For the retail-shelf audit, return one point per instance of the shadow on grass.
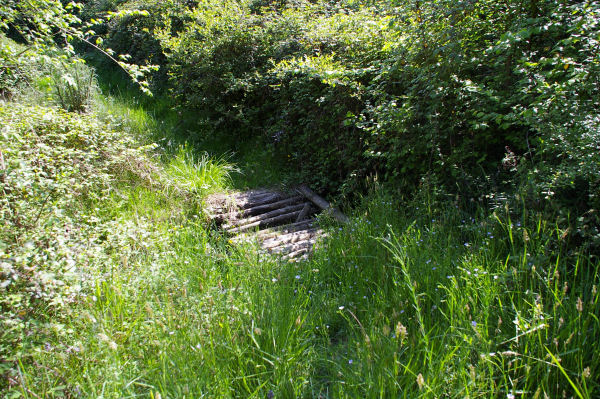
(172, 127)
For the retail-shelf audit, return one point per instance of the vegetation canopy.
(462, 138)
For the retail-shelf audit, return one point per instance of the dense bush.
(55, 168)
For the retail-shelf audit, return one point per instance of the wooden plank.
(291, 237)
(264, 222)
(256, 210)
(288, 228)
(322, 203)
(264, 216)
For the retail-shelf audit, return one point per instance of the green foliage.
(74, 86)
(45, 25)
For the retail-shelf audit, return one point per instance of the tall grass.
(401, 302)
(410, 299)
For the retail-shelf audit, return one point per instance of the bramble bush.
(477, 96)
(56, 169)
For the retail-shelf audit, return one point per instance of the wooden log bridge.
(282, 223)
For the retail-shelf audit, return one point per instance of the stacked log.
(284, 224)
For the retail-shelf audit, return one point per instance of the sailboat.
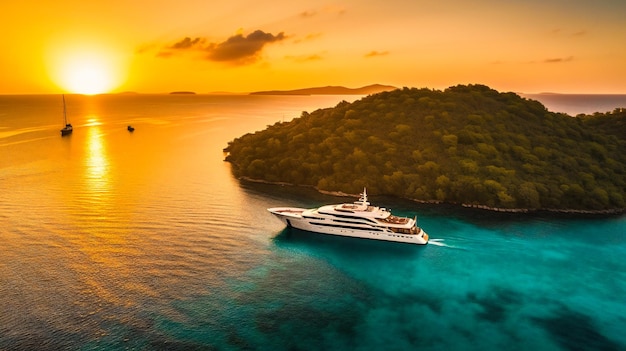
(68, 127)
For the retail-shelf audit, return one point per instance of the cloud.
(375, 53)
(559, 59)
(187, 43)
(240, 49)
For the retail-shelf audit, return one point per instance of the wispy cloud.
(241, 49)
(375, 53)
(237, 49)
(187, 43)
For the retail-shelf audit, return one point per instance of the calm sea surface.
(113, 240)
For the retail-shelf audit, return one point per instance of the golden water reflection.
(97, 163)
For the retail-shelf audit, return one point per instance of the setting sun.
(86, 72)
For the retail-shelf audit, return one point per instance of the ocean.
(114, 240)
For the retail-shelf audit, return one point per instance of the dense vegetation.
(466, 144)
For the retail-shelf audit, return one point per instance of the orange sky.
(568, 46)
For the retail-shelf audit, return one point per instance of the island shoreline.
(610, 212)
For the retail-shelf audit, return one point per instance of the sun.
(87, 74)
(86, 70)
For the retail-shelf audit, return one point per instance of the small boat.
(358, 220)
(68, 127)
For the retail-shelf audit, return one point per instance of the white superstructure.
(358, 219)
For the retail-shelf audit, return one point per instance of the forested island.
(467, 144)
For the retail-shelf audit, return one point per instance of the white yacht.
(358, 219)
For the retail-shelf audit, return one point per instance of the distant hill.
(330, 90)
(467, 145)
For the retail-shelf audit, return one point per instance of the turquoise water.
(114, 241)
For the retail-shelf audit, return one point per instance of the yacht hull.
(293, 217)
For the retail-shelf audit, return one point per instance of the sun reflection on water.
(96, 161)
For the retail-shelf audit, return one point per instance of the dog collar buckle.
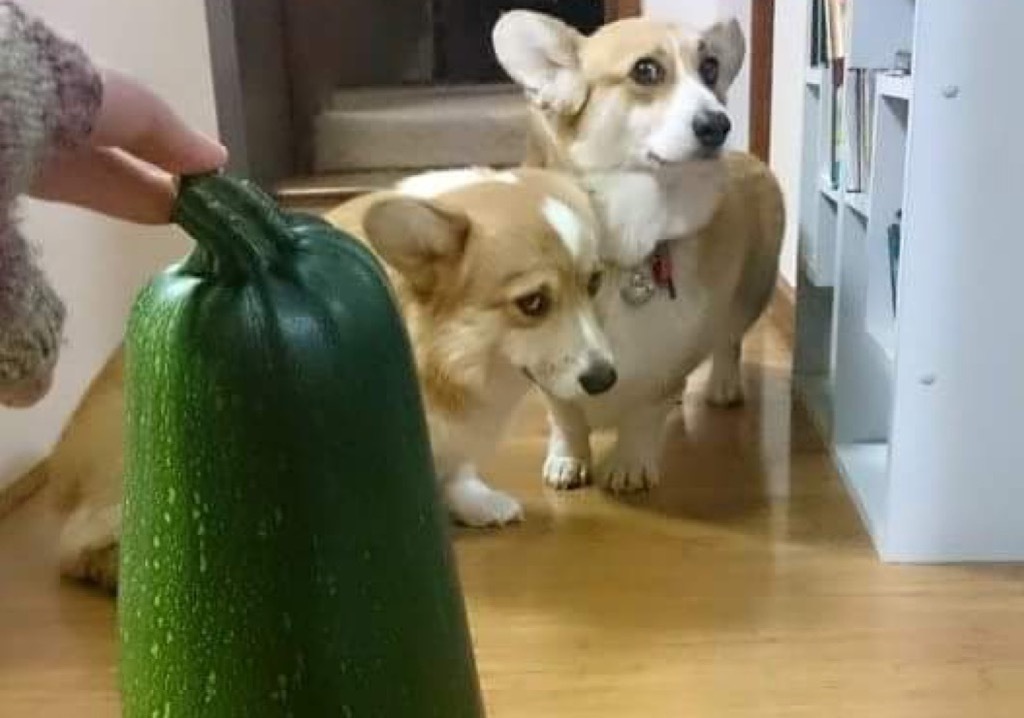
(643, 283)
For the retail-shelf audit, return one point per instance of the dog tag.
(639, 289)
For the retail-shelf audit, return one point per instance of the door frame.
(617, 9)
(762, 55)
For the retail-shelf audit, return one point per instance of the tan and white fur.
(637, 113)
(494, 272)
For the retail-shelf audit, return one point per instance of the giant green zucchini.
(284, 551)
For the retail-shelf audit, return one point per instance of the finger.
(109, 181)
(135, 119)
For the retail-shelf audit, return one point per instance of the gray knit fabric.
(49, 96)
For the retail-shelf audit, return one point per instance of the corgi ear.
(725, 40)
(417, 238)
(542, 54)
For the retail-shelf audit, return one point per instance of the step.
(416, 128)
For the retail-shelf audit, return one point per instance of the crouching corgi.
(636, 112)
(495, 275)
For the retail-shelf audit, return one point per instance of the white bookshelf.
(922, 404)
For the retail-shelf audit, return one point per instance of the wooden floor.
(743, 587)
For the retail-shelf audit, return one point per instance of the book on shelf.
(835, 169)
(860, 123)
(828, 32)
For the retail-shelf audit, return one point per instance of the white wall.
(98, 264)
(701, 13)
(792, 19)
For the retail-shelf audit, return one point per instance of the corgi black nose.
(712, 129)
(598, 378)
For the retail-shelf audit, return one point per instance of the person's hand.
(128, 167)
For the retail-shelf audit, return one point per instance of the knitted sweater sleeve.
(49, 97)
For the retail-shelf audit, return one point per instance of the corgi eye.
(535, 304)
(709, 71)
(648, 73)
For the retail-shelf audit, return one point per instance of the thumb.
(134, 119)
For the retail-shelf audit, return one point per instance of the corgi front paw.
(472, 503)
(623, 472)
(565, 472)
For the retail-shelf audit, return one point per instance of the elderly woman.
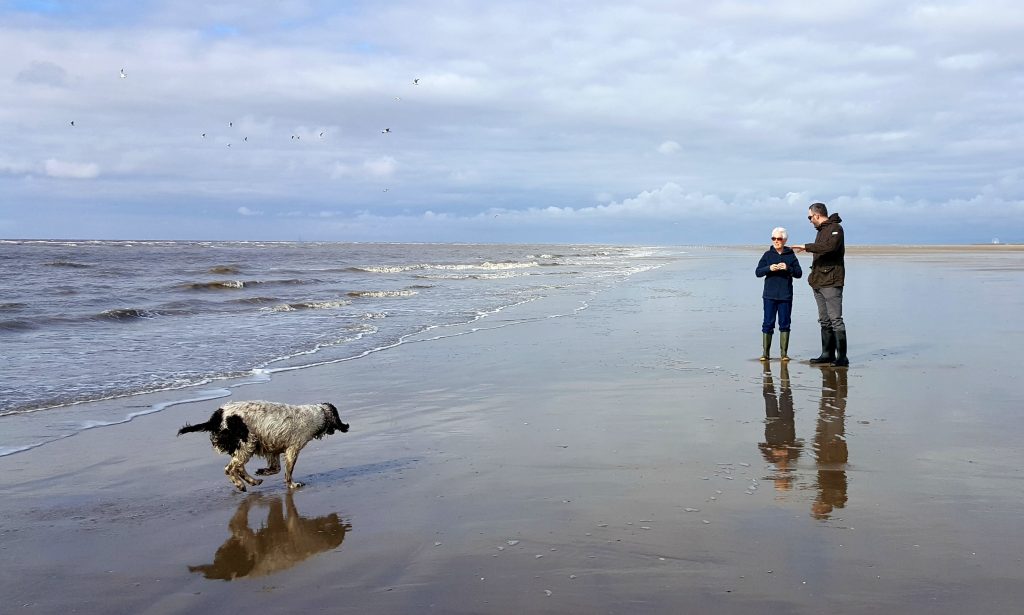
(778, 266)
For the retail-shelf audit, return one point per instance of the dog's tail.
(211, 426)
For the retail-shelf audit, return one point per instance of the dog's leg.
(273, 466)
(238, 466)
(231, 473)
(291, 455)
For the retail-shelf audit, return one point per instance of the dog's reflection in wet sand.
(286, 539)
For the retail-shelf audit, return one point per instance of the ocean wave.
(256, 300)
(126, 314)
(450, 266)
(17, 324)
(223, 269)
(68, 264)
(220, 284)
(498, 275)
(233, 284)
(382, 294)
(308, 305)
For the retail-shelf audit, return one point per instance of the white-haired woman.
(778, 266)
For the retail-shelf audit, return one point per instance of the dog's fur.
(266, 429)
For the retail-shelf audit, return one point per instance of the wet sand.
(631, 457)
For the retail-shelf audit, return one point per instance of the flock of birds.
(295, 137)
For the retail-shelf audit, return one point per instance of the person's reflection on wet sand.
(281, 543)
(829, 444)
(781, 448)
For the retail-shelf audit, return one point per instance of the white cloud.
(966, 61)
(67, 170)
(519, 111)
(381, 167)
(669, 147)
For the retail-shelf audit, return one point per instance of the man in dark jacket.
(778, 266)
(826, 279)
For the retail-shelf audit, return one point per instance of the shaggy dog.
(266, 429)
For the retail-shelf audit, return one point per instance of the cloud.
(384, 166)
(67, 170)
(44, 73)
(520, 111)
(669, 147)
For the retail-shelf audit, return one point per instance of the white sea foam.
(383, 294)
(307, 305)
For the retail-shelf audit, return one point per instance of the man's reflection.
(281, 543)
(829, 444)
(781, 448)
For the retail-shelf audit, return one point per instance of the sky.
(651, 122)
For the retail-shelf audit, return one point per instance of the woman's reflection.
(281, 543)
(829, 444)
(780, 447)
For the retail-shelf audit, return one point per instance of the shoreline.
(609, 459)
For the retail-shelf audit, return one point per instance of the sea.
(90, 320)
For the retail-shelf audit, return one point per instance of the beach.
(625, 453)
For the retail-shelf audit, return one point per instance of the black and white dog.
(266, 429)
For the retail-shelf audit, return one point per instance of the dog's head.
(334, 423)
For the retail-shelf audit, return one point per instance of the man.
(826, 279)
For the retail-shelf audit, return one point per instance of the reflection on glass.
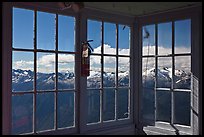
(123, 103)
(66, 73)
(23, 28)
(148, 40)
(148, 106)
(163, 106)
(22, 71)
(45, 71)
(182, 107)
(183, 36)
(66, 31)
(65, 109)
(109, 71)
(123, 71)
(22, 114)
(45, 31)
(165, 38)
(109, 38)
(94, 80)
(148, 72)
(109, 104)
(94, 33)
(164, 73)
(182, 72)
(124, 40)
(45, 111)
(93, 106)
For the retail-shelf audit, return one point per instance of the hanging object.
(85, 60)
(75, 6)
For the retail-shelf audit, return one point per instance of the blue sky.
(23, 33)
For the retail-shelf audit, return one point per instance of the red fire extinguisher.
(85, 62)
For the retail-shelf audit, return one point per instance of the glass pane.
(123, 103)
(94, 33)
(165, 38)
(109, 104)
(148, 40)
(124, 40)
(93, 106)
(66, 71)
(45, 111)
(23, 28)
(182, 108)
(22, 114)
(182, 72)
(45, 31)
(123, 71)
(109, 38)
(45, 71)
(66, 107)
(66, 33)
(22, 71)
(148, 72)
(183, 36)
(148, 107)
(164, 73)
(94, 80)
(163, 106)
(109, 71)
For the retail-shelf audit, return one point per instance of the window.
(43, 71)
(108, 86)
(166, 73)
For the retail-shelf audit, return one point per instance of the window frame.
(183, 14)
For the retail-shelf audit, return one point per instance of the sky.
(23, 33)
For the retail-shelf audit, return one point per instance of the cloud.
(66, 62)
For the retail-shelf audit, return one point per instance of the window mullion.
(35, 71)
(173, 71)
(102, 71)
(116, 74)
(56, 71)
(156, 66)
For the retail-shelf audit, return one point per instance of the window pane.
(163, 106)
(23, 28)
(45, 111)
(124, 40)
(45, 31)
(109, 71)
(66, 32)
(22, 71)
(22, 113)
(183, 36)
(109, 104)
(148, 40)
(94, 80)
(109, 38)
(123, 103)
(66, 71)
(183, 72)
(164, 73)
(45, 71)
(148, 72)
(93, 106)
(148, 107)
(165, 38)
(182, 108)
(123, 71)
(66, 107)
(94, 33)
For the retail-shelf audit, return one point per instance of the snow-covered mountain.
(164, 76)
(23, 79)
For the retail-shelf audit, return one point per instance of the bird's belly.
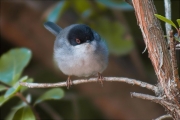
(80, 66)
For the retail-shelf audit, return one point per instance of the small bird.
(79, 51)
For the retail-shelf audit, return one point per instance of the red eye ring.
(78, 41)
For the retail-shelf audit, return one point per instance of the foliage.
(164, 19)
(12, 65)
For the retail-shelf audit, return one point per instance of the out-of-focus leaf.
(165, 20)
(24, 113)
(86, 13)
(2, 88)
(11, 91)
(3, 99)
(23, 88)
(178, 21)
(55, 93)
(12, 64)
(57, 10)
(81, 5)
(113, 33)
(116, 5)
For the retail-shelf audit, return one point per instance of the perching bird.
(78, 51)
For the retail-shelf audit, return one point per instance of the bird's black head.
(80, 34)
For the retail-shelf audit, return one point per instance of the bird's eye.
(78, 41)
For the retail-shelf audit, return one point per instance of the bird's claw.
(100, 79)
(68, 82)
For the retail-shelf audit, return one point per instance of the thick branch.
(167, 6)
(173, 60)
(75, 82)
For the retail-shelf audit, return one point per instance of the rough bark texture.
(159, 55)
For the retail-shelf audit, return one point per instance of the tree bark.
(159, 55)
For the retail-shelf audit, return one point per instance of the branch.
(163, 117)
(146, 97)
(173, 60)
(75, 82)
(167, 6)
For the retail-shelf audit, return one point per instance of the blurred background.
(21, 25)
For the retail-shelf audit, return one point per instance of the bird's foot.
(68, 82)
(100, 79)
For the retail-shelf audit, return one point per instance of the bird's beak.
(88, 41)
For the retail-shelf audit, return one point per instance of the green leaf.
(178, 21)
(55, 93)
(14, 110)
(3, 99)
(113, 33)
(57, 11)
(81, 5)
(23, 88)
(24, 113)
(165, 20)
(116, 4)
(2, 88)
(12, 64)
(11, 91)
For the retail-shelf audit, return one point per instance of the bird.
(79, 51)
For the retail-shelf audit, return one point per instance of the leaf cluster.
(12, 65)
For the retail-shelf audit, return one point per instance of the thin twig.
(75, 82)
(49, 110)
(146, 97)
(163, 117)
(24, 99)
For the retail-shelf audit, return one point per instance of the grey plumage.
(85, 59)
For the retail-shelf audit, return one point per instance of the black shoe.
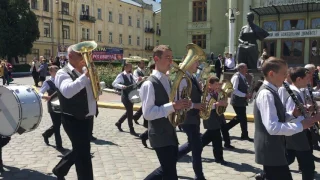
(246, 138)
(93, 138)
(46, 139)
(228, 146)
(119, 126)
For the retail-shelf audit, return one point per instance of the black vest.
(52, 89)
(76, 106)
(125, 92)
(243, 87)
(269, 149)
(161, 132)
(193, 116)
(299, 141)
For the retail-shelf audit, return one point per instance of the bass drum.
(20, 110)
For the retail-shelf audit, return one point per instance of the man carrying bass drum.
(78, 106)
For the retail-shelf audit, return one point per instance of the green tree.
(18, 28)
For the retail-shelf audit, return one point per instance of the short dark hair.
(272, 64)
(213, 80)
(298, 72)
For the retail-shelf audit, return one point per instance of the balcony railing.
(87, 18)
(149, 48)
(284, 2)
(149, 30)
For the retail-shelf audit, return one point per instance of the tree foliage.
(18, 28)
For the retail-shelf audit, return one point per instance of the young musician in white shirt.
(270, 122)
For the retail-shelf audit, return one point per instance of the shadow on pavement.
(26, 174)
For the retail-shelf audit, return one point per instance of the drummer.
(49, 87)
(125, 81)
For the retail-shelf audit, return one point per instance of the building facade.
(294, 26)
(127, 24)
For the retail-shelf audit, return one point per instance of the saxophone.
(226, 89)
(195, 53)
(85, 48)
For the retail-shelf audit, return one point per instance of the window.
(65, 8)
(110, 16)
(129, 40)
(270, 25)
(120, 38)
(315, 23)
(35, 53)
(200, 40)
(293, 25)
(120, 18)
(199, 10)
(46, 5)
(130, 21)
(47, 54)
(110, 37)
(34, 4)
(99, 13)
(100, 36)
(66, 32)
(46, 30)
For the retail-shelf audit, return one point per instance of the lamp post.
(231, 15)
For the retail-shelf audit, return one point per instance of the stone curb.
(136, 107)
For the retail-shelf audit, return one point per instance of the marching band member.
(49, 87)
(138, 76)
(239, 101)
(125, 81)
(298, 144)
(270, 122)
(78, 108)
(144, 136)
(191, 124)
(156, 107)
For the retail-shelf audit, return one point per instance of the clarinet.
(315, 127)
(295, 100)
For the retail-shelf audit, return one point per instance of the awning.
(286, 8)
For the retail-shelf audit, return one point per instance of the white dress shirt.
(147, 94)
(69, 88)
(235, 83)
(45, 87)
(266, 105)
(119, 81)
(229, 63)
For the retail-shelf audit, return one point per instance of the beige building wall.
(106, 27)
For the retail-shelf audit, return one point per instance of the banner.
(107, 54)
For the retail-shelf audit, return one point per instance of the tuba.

##############################

*Given instruction*: Quote exactly what appears from the line containing "the building facade." through the final line of the listing above, including both of those lines.

*Full solution*:
For the retail-shelf audit, return one point per instance of the building facade.
(294, 26)
(127, 24)
For the retail-shelf audit, return one point per instance of the saxophone.
(226, 89)
(195, 53)
(85, 48)
For the retail-shelf audit, return one point per instance of the window.
(65, 8)
(110, 16)
(129, 40)
(270, 25)
(120, 38)
(315, 23)
(35, 53)
(200, 40)
(293, 25)
(120, 18)
(199, 10)
(46, 5)
(130, 21)
(47, 54)
(110, 37)
(34, 4)
(99, 13)
(100, 36)
(66, 32)
(46, 30)
For the retail-shelf audit, return one point per instance of the lamp post.
(231, 15)
For the retail-shelf audit, return one point per instance of the stone curb.
(136, 107)
For the retail-shelf audit, return one point per instance of the marching band member.
(49, 87)
(138, 76)
(239, 101)
(125, 81)
(298, 144)
(270, 122)
(78, 108)
(144, 136)
(191, 124)
(156, 107)
For the retail-shelf audit, return one point per instance of the clarinet.
(315, 127)
(295, 100)
For the retail-shelf audit, return one point per instance of the awning.
(286, 8)
For the retail-shelf audit, return one point per instance of the white dress shirt.
(147, 94)
(69, 88)
(235, 83)
(45, 87)
(266, 105)
(119, 81)
(229, 63)
For the retail-shelf audit, return one point per instance of the beige building wall.
(106, 27)
For the retail-shelf audit, return one point per instance of the banner.
(107, 54)
For the retail-shelf audit, return one point per instance of the tuba.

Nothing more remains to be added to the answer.